> _WHAT TO DO_
Pick up the passage about the Prague café and library after its last sentence and keep writing it.

>> Start EXTRACT PROVIDED

The best babovka is served here. I should use bundt cake an English word, appropriated from the German, but I've always known it as babovka. It's like the word bunda. The first time I owned a real winter coat was here, so the Czech word, bunda, sounds right even when I'm speaking English. It's a puffy comforting word. Jacket reminds me of a tearing sound.
The pancakes with tvaroh, another word I don't feel right using the English equivalent, are quite tasty too. The coffee is not so good. Today though I order vývar (We even have to plunder French to get the word bouillon.) with big liver dumplings – a personal favourite, and chicken curry. In case of the latter no language has an apt term for the tasteless watery dish I'm served.
The library is one of my favourite buildings in Prague, so the trip is not entirely in vain. It is an example of socialist architecture I like. It is composed of great cement blocks with large doors, square windows and a row of statues representing various socialist archetypes. The latter I'm not so keen on.

>> End EXTRACT PROVIDED
>> Start DATASET ROWS

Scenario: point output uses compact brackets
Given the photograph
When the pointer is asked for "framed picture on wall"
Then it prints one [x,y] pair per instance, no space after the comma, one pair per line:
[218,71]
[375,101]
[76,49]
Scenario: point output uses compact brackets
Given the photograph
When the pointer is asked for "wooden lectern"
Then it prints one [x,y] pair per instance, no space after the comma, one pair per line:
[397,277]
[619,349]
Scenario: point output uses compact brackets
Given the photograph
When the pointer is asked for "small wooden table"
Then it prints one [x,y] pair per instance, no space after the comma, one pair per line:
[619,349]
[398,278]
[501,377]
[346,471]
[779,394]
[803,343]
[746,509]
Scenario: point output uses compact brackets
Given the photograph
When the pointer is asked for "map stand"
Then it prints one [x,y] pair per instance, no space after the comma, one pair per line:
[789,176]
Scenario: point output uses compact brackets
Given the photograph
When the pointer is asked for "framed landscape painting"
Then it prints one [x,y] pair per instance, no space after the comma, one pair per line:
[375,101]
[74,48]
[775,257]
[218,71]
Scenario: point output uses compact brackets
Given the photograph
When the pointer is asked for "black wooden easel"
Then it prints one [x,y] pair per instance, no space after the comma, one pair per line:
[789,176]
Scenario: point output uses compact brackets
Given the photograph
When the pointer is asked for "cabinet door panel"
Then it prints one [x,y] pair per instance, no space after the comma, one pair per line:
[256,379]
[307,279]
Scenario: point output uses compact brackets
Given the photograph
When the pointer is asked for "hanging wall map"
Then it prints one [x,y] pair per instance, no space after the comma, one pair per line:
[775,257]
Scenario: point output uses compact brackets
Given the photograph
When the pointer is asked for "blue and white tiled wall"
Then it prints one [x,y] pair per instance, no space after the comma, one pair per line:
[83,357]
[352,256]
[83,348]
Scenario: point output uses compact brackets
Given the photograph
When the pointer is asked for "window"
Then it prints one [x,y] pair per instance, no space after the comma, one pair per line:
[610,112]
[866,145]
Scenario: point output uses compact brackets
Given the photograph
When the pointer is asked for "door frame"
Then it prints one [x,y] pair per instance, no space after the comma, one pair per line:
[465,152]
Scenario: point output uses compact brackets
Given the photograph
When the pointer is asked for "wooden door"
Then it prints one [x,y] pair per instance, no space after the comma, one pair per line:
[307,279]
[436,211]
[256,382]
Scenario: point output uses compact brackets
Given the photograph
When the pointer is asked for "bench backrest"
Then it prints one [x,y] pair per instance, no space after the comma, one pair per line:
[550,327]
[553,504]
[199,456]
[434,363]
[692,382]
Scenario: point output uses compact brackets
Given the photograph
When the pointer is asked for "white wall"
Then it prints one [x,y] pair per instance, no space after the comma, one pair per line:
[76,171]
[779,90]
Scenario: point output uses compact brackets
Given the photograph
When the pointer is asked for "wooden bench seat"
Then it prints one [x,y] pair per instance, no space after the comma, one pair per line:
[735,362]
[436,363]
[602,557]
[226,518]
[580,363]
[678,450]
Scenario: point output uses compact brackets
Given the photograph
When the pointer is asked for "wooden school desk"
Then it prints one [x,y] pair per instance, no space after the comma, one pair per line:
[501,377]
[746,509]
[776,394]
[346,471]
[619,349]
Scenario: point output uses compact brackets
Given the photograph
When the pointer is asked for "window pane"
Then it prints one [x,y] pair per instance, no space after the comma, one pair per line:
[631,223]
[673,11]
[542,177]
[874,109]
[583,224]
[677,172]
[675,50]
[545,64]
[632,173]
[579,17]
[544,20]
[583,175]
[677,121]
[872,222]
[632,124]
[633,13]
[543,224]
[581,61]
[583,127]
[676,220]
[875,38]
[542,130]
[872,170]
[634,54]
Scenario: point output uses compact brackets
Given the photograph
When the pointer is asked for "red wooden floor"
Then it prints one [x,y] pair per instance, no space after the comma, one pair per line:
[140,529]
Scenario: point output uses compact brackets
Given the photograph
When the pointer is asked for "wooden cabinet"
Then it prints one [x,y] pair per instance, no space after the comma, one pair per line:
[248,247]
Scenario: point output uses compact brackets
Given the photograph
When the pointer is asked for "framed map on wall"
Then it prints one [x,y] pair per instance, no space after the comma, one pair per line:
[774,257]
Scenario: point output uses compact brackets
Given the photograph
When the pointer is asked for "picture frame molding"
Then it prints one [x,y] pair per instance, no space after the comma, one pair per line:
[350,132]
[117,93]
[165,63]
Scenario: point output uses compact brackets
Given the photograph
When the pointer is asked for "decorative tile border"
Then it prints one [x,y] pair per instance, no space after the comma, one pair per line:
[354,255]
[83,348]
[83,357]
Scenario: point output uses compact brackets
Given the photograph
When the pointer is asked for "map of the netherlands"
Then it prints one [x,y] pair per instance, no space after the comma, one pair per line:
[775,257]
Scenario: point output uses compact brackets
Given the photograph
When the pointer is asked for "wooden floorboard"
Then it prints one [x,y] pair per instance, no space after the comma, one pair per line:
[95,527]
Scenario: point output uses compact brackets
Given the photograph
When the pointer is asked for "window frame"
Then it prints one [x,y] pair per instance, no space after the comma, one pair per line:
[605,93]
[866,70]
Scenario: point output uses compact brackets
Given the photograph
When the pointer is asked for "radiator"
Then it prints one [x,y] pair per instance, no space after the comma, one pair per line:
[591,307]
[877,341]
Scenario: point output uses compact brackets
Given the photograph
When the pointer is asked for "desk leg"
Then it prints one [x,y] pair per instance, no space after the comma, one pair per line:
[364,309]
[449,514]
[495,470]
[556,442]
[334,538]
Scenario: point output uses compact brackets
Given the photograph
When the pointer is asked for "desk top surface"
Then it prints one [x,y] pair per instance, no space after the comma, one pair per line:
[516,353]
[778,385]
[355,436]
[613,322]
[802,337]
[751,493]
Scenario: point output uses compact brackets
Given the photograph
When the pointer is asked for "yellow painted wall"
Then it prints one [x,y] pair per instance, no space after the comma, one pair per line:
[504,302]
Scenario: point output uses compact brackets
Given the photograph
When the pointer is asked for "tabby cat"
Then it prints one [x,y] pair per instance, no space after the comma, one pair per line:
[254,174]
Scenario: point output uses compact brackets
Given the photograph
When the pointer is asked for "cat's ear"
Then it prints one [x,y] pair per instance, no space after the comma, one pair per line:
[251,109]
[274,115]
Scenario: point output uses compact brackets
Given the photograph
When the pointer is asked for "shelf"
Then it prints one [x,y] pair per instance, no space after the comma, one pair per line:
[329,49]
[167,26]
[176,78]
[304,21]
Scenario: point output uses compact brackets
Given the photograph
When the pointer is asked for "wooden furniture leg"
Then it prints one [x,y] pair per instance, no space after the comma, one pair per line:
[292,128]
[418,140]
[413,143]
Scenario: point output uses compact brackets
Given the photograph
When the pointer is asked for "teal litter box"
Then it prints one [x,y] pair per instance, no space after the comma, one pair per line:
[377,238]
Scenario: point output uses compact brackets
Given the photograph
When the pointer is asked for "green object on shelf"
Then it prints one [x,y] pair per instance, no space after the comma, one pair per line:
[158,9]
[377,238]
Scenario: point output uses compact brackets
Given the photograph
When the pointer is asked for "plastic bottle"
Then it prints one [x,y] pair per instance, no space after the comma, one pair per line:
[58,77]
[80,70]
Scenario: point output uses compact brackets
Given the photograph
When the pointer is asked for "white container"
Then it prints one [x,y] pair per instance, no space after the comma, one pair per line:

>> End DATASET ROWS
>> Start DATASET ROWS

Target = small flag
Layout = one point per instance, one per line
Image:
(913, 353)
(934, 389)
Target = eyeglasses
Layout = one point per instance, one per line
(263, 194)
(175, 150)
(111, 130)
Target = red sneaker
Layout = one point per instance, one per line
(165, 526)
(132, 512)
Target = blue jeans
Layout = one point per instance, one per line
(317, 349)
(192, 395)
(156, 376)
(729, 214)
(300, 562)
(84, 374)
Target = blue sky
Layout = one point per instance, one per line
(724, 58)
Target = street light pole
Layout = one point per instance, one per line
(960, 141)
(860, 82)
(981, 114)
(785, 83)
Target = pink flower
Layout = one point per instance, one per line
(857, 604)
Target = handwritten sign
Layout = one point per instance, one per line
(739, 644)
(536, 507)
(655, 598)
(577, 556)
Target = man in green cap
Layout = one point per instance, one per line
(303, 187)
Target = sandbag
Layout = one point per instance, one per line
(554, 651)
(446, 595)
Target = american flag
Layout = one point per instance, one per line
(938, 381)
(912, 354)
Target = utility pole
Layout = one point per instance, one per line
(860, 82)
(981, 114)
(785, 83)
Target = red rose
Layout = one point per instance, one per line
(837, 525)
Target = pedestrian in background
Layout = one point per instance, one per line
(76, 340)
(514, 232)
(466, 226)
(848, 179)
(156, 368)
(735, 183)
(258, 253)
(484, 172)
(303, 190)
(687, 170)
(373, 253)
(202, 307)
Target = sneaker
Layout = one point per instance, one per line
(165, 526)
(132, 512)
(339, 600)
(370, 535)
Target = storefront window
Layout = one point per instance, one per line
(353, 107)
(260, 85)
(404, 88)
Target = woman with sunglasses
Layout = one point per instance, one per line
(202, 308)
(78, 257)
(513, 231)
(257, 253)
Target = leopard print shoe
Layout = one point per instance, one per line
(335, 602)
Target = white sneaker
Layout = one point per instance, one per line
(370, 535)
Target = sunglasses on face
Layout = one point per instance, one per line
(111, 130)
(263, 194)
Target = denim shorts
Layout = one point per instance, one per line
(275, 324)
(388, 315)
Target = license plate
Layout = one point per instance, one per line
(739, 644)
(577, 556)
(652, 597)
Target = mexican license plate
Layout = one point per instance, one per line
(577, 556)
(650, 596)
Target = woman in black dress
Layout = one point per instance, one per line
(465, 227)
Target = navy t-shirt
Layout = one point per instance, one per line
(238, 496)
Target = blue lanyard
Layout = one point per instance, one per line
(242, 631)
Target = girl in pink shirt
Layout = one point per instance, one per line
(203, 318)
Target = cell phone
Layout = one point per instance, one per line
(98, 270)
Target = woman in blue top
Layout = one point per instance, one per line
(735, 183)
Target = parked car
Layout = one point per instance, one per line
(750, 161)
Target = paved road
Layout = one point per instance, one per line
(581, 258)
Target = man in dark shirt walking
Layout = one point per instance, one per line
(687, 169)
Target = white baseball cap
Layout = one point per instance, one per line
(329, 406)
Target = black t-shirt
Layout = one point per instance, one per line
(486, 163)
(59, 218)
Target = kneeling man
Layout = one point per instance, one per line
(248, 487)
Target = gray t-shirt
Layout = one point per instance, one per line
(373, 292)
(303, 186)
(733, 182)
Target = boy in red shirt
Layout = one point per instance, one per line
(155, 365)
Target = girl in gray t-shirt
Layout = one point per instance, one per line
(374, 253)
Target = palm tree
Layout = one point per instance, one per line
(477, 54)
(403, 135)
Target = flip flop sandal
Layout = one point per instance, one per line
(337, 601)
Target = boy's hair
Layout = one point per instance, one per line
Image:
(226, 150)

>> End DATASET ROWS

> _OUTPUT OF THE EXERCISE_
It was my habit last academic year to come here on Tuesdays, to borrow some new books, return the old, read and maybe write. Last night's excess is making me feel increasingly edgy and the best thing for it will be to sit in the sun. There's nowhere here today. On my way back to the station I stop at another of my favourite places, another small second hand bookstore. They're selling illustrated field guides for plants and animals in Europe for only 20Kč. They're in English. So I grab one. It's about time I learnt the English names for the mushrooms. I also buy a cinnamon swirl from the bakery next door. This was usually the first part of my Tuesday ritual. I'd scoff one in the short walk to the library. If I was lucky they would be fresh from the oven and you could feel the butter in the pastry. It's not the case today. And I have plenty of time to eat it. It's Friday after all.